→ **INSTRUCTION**: Repeat exactly the lines of the listing from the line containing "job: return the mask of every instance of the plate" through its last line, and nothing beyond them.

→ **EXTRACTED INFORMATION**:
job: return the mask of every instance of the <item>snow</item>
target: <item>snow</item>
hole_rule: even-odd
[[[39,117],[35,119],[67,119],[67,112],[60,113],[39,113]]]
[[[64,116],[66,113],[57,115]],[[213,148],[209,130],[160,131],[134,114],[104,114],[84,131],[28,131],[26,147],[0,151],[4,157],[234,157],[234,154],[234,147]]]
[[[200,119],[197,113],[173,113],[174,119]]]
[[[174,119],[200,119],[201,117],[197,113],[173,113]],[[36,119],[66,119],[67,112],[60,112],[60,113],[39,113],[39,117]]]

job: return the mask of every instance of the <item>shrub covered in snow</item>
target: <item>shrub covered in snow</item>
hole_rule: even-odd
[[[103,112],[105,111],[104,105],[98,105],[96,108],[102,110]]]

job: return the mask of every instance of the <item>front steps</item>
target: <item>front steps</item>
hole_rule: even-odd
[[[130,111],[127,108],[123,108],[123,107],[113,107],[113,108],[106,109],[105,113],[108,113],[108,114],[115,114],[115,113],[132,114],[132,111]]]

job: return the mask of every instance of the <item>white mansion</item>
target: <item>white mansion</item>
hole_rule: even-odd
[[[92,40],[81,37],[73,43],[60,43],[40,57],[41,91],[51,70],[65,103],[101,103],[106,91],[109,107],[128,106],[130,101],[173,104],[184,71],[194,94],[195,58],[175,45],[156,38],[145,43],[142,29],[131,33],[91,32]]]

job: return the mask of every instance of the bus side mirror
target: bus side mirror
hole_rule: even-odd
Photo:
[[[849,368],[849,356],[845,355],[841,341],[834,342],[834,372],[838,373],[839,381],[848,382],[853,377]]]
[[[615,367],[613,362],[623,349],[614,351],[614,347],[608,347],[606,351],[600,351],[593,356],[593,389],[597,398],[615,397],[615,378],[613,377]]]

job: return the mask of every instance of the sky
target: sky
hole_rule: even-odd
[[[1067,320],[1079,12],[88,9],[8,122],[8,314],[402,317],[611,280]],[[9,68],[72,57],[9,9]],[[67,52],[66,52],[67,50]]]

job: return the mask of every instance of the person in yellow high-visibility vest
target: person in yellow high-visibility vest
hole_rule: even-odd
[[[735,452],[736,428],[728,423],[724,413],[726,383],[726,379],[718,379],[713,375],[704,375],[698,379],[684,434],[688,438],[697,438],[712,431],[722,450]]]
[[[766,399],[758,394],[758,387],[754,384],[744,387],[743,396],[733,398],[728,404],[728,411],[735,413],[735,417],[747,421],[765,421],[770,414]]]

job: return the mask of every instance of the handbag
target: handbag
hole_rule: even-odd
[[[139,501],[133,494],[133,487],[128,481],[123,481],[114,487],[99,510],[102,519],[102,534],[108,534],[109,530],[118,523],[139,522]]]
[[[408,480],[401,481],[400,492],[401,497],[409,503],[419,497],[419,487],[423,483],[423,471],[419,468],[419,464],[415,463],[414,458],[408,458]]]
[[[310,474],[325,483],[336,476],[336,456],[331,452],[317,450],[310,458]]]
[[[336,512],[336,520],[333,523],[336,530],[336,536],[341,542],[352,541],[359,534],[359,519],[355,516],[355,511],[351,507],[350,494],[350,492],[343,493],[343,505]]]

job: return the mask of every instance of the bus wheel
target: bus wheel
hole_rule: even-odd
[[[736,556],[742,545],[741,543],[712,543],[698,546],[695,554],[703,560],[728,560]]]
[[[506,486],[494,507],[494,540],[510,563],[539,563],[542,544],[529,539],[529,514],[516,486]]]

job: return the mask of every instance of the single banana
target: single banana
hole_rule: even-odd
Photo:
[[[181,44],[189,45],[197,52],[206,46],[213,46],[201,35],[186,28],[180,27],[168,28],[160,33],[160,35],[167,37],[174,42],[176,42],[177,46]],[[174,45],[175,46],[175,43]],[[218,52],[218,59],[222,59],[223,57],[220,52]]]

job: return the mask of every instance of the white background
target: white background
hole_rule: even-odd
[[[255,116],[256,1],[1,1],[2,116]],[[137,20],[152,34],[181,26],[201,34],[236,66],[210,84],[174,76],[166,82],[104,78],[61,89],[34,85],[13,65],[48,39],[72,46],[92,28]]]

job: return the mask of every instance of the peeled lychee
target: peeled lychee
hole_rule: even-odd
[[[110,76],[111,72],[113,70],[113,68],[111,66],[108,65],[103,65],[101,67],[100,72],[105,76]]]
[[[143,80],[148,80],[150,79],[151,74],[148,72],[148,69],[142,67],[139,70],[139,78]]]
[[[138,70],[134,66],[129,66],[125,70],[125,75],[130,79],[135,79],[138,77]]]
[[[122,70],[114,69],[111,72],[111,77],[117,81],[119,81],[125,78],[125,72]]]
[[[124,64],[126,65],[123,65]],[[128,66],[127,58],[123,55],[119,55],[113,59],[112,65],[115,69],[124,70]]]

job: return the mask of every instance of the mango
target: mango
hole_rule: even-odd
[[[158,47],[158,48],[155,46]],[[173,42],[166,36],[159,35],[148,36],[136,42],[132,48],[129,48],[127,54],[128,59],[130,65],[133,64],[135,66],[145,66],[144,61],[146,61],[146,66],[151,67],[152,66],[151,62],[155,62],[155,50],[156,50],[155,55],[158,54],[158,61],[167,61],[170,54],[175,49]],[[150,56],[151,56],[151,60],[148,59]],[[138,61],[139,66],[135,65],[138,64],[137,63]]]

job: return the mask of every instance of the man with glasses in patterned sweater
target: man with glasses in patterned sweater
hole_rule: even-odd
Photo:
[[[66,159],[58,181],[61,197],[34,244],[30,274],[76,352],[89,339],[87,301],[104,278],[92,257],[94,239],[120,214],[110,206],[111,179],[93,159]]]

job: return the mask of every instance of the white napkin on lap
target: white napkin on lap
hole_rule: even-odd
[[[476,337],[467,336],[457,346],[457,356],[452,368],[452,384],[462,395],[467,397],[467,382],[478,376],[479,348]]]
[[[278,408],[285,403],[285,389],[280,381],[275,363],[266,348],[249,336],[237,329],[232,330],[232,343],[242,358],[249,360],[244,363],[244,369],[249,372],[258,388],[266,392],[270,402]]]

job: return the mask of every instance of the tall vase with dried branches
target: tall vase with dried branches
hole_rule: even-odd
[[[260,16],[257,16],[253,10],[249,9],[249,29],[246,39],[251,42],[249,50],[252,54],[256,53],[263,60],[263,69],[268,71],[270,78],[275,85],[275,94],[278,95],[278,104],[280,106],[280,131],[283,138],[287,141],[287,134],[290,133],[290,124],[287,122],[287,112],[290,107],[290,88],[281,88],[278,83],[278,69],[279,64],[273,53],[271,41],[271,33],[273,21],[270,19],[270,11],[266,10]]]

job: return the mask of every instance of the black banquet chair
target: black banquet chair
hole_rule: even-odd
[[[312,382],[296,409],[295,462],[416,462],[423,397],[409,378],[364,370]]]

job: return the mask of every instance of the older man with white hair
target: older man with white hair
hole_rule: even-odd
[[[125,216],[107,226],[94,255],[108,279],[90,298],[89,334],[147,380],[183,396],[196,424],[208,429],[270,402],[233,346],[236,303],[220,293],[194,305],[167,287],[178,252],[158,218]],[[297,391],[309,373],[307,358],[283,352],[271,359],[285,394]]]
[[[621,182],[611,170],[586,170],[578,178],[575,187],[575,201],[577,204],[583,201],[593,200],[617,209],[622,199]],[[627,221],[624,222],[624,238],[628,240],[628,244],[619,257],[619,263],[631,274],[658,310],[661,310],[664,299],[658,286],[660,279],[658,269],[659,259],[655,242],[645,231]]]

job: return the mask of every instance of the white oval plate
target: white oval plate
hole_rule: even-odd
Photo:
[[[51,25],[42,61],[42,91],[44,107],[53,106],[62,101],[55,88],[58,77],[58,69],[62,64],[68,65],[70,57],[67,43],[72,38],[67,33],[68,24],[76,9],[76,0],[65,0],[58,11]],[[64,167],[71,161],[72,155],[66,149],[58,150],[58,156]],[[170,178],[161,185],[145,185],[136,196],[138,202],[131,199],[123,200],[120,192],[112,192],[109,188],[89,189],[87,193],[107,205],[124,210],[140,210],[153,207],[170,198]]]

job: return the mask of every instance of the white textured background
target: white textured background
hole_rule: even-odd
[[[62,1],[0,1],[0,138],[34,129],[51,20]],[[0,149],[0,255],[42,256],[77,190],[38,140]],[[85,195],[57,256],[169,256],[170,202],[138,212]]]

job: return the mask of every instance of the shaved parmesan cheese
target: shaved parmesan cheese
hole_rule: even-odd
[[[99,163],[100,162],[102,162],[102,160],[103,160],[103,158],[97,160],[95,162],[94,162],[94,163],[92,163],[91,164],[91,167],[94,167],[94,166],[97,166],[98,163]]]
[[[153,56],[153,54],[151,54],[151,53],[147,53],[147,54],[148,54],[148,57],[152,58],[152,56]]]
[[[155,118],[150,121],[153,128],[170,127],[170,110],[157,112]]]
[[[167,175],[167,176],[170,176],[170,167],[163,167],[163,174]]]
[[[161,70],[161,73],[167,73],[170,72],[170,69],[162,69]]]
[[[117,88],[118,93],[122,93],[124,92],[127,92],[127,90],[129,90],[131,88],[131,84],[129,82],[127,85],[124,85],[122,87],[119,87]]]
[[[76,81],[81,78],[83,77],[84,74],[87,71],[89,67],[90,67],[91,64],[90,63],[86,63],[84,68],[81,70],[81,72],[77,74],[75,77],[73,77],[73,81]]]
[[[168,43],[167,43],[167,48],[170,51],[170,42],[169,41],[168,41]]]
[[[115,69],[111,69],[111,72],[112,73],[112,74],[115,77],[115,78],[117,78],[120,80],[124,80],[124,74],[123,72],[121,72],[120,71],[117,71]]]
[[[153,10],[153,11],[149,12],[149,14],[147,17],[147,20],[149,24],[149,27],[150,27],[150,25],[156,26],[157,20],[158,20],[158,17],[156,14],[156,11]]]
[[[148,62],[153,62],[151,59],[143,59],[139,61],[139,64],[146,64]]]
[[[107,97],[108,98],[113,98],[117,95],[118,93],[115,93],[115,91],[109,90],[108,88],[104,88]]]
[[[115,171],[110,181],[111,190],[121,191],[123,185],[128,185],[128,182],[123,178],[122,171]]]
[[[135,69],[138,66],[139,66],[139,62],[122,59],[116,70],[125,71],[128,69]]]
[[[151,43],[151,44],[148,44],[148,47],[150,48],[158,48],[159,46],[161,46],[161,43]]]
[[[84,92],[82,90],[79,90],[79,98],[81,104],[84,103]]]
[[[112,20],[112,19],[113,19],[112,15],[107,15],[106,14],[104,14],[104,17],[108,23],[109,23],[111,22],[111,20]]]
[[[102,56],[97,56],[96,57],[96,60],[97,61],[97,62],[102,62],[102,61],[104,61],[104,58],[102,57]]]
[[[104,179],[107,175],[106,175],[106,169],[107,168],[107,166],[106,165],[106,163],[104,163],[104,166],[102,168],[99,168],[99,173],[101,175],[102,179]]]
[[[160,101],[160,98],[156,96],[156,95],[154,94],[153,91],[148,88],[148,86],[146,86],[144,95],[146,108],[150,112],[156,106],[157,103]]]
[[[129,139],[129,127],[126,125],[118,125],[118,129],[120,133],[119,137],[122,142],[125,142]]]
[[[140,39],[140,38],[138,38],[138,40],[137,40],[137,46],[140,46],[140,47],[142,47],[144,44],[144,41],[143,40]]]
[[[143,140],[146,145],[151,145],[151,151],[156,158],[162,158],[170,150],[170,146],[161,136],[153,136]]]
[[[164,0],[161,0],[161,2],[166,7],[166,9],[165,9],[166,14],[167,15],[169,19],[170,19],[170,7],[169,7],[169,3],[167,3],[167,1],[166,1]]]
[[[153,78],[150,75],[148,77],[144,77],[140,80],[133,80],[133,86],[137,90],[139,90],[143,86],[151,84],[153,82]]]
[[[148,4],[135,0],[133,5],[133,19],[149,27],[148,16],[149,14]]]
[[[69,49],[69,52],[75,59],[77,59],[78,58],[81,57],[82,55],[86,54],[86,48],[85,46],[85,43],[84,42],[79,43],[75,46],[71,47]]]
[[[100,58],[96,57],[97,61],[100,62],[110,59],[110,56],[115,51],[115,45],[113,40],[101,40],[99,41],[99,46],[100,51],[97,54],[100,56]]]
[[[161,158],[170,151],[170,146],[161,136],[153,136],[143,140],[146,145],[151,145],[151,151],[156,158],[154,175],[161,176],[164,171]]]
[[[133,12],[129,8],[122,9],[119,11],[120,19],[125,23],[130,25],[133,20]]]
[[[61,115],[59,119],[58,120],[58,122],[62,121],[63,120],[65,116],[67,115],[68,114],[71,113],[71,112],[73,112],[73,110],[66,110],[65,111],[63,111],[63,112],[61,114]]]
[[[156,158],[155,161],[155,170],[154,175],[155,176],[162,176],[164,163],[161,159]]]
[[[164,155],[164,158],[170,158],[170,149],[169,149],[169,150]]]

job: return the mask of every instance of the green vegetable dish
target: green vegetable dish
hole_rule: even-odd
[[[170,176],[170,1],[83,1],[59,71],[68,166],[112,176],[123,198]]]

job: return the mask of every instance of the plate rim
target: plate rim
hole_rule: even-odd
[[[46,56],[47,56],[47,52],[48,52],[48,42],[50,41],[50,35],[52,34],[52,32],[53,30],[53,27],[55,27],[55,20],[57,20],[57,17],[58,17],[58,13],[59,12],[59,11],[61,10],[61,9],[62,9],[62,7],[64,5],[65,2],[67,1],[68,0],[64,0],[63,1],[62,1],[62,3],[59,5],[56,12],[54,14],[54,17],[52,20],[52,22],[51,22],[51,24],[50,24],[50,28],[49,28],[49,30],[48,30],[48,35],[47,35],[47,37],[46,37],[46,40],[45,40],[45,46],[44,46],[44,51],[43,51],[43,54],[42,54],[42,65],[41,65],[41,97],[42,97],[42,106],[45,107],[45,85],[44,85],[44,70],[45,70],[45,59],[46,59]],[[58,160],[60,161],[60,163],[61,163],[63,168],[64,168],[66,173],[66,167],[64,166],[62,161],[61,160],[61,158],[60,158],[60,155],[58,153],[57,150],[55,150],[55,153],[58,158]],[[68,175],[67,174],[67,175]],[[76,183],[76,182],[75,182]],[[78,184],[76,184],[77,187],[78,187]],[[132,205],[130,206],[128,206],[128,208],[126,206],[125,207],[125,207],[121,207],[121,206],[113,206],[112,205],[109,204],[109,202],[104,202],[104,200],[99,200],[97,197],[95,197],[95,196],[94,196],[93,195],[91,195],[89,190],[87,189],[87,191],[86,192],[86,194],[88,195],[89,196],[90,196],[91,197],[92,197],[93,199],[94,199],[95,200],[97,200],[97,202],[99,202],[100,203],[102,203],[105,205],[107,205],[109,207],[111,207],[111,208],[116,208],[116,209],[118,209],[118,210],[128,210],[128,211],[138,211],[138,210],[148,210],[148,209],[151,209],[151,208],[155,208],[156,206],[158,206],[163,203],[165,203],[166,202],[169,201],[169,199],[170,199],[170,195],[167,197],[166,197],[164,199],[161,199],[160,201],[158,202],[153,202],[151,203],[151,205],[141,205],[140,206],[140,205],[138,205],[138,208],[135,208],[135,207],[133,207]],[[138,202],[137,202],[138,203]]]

→ **TASK OUTPUT**:
job: return the mask of every instance of the plate rim
target: plate rim
hole_rule: even-odd
[[[46,56],[47,56],[47,52],[48,52],[48,42],[50,41],[50,35],[52,34],[52,32],[53,30],[53,27],[55,27],[55,20],[57,20],[57,17],[58,17],[58,13],[59,12],[59,11],[61,10],[61,9],[62,9],[62,7],[64,5],[65,2],[67,1],[68,0],[64,0],[63,1],[62,1],[62,3],[59,5],[56,12],[54,14],[54,17],[52,20],[52,22],[51,22],[51,24],[50,24],[50,28],[49,28],[49,30],[48,30],[48,35],[47,35],[47,37],[46,37],[46,40],[45,40],[45,46],[44,46],[44,51],[43,51],[43,54],[42,54],[42,65],[41,65],[41,97],[42,97],[42,106],[45,107],[45,85],[44,85],[44,70],[45,70],[45,59],[46,59]],[[58,160],[60,161],[60,163],[61,163],[63,168],[64,168],[66,173],[66,167],[64,166],[62,161],[61,160],[61,158],[60,158],[60,155],[58,153],[57,150],[55,150],[55,153],[58,158]],[[68,175],[67,174],[67,175]],[[76,183],[76,182],[75,182]],[[78,184],[76,184],[77,187],[78,187]],[[132,205],[130,206],[128,206],[128,208],[126,206],[125,207],[125,207],[121,207],[121,206],[113,206],[112,205],[109,204],[109,202],[104,202],[104,200],[99,200],[97,197],[95,197],[95,196],[94,196],[93,195],[91,195],[89,190],[87,189],[87,191],[86,192],[86,194],[88,195],[89,196],[90,196],[91,197],[92,197],[93,199],[94,199],[95,200],[97,200],[97,202],[99,202],[100,203],[102,203],[105,205],[107,205],[109,207],[111,207],[111,208],[116,208],[116,209],[118,209],[118,210],[128,210],[128,211],[138,211],[138,210],[148,210],[148,209],[151,209],[151,208],[155,208],[156,206],[158,206],[163,203],[165,203],[166,202],[169,201],[169,199],[170,199],[170,195],[167,197],[166,197],[164,199],[161,199],[160,201],[158,202],[153,202],[151,203],[151,205],[141,205],[140,206],[140,205],[138,205],[138,208],[135,208],[135,207],[133,207]],[[138,202],[137,202],[138,203]]]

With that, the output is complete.